• _What the exercise asks_
Take every line from the material that has the word "block" in it.

• _Material supplied_
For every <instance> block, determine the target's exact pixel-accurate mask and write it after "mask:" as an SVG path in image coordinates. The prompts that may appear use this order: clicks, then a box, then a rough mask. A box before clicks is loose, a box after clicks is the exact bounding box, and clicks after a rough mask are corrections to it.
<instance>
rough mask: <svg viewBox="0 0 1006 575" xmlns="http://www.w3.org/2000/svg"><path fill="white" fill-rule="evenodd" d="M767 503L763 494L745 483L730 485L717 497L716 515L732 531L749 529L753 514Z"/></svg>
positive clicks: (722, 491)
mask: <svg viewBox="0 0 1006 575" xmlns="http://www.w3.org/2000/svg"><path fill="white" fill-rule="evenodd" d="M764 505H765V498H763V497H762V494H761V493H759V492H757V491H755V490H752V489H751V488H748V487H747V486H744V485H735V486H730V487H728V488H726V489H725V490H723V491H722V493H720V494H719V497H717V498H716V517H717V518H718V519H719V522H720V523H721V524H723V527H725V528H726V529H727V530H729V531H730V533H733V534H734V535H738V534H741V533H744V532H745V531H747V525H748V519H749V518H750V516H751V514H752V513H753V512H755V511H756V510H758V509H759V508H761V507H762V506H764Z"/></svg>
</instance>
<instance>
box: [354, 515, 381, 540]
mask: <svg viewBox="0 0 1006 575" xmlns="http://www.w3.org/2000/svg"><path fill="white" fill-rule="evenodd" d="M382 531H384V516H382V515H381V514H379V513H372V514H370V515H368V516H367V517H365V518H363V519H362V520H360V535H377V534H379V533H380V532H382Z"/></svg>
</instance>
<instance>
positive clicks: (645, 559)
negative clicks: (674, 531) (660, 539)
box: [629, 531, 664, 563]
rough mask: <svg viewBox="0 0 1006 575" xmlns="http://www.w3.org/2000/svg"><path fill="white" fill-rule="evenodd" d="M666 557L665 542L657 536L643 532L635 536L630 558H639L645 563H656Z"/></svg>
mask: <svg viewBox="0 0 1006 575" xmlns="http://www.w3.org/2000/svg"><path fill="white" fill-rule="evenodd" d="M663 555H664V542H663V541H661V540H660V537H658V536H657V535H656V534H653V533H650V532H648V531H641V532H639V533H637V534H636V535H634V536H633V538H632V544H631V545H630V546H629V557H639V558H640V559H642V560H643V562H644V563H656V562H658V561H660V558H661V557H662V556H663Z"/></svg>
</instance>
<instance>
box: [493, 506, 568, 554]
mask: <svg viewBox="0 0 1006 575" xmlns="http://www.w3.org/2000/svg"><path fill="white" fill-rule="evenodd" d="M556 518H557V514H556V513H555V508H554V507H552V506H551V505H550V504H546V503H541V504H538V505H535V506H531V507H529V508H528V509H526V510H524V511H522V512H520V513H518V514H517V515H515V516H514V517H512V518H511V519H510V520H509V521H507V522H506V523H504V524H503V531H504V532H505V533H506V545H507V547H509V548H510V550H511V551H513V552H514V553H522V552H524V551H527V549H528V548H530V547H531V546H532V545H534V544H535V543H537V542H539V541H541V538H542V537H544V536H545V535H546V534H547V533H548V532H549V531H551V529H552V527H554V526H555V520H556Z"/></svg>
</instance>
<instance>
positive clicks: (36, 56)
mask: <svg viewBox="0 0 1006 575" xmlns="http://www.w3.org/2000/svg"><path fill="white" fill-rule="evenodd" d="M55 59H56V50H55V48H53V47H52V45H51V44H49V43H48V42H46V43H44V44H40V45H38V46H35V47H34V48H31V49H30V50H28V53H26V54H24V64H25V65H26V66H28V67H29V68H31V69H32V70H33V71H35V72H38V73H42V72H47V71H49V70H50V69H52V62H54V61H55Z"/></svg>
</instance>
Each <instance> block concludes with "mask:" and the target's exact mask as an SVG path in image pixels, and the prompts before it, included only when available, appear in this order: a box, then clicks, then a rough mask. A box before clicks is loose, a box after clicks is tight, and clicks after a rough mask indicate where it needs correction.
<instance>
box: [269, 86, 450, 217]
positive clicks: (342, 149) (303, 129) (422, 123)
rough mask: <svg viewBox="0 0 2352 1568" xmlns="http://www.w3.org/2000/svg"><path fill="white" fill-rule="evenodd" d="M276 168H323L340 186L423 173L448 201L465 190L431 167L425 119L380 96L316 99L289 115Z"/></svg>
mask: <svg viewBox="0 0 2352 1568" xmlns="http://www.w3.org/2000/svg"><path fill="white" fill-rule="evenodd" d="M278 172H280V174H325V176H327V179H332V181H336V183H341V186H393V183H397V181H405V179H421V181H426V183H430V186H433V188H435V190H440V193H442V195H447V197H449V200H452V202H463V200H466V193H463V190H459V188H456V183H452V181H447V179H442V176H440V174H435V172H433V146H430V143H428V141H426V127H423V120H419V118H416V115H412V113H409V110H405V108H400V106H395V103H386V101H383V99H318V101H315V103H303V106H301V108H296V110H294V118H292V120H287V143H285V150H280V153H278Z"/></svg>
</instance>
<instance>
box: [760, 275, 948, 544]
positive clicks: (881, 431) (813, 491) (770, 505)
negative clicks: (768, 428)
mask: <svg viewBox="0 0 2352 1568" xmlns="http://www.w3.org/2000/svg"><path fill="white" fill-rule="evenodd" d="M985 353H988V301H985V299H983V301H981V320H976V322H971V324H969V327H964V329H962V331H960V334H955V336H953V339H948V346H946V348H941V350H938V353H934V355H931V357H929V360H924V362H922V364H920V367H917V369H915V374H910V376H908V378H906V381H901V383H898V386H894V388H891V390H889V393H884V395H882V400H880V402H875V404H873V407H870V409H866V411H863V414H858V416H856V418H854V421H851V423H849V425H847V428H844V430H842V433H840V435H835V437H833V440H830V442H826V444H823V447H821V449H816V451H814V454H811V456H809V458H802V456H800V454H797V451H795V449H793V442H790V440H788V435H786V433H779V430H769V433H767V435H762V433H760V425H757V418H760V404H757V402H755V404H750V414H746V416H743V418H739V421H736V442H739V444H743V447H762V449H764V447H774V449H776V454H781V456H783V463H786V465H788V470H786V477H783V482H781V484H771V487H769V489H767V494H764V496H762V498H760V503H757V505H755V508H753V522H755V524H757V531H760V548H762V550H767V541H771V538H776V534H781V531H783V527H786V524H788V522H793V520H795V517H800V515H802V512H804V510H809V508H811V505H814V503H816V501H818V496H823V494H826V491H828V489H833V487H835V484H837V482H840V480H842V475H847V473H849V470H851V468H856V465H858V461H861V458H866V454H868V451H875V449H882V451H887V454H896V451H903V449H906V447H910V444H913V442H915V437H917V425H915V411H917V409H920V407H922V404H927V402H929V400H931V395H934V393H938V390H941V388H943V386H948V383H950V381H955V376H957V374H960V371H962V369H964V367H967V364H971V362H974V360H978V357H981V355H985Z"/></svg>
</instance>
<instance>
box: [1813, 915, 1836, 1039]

• _Solution to this problem_
For every <instance> block, determine the target's exact pixel-accurate mask and write it after "mask:" as an SVG path in image coordinates. The prompts that may appear use this order: clicks, then a box, then a rough mask. A box before clicks is loose, a box after clicks is the exact bounding box, and clicks after a rough mask are corrections to it.
Each <instance> block concludes with "mask:" and the target's exact mask as an SVG path in image pixels, and the prompts before it, included only when available, appear in this order: a box, then clicks, then a rough mask. A box before clicks is loose, a box after clicks is tight, and clicks after a rough mask indicate where it needs correction.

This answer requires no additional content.